* What you should do
Each record should be given again exactly, and any picture in it left out.

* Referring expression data

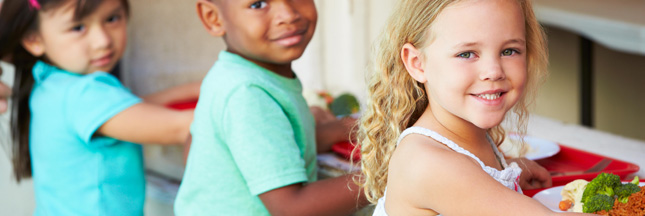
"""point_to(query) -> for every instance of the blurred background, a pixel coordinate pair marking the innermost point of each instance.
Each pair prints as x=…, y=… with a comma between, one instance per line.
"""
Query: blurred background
x=168, y=46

* Exercise answer
"""point_to(query) -> for every instance of the blurred background, a pixel coordinate pair marking the innermost point of each instance.
Each pair prints as x=…, y=… with a comma between, one instance per line.
"""
Query: blurred background
x=168, y=46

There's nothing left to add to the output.